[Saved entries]
◇ ◇ ◇ ◇ ◇ ◇ ◇
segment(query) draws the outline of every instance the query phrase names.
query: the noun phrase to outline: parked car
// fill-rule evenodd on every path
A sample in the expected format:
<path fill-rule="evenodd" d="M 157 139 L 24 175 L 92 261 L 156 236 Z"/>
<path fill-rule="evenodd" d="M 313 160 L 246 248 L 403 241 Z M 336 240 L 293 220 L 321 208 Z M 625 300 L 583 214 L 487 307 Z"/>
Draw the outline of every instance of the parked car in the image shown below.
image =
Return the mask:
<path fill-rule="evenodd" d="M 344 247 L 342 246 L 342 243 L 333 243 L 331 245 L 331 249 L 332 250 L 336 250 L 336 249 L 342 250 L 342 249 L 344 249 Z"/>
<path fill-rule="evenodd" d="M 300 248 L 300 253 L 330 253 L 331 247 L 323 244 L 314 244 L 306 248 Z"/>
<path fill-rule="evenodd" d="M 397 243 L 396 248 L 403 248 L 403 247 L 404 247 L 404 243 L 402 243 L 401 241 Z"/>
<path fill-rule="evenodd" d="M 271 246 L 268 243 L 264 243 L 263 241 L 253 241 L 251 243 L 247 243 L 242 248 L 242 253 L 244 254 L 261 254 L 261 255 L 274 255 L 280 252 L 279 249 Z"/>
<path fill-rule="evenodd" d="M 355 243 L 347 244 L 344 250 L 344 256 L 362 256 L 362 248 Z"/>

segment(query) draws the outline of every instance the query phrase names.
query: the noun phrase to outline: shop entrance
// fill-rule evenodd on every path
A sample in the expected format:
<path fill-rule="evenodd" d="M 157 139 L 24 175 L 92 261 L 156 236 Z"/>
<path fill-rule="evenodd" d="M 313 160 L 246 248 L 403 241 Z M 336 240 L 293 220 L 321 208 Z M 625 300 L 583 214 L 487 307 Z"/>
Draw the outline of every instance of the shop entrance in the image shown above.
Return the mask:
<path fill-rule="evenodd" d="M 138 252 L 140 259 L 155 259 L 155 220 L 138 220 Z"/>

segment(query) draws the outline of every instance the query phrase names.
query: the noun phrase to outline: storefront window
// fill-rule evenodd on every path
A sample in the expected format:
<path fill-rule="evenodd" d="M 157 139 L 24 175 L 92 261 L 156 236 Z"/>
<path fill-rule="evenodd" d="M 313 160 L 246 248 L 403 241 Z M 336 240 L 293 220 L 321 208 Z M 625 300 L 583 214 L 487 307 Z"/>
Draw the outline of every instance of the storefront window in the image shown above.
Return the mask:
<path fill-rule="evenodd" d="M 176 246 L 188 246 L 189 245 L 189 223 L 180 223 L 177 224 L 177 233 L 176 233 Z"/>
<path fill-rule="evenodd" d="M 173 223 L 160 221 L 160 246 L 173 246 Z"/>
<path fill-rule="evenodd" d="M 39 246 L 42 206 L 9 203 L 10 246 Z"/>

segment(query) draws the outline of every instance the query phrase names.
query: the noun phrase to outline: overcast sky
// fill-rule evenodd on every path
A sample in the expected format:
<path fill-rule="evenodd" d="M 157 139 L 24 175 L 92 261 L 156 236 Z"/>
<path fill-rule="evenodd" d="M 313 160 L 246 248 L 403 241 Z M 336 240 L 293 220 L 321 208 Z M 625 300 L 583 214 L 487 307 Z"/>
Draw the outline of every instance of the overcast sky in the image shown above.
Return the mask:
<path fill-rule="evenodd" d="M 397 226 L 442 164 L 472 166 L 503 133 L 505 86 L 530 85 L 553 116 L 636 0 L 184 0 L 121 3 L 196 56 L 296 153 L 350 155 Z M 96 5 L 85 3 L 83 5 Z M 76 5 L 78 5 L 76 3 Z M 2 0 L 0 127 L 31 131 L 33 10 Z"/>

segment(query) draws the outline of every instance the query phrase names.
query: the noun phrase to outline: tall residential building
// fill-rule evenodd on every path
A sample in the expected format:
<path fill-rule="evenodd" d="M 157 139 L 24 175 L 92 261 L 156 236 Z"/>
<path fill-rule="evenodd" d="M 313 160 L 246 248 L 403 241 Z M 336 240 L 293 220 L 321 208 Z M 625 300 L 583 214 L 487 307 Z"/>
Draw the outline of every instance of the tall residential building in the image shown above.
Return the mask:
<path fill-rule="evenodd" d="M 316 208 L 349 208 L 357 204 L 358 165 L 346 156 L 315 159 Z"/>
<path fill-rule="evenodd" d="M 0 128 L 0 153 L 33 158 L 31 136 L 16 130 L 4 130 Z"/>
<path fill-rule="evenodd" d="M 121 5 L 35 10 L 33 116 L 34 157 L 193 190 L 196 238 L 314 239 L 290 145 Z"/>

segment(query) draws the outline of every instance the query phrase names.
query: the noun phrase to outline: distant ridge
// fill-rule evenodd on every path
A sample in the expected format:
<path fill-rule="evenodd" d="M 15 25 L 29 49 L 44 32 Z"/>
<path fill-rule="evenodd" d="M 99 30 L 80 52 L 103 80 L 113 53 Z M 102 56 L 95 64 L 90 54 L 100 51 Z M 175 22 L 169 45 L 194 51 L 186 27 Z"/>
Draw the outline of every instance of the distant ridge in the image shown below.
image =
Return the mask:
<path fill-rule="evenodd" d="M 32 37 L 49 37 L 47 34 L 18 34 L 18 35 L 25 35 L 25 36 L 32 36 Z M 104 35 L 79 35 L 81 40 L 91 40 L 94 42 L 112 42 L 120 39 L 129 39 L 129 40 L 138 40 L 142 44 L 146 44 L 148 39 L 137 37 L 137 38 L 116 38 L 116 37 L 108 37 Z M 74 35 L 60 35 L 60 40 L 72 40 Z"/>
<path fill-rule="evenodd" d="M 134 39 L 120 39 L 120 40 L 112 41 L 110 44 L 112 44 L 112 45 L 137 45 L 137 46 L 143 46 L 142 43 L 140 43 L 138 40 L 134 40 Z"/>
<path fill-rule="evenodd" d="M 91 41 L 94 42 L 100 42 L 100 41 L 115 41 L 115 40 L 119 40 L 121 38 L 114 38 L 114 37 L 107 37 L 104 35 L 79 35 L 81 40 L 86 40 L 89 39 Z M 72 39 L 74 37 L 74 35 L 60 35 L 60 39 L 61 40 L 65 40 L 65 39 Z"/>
◇ ◇ ◇ ◇ ◇ ◇ ◇
### Work request
Some lines in the data above hold the string "distant". Find and copy each of them.

### Exercise solution
query: the noun phrase to outline: distant ridge
Draw the outline of every instance of the distant ridge in the image shown below.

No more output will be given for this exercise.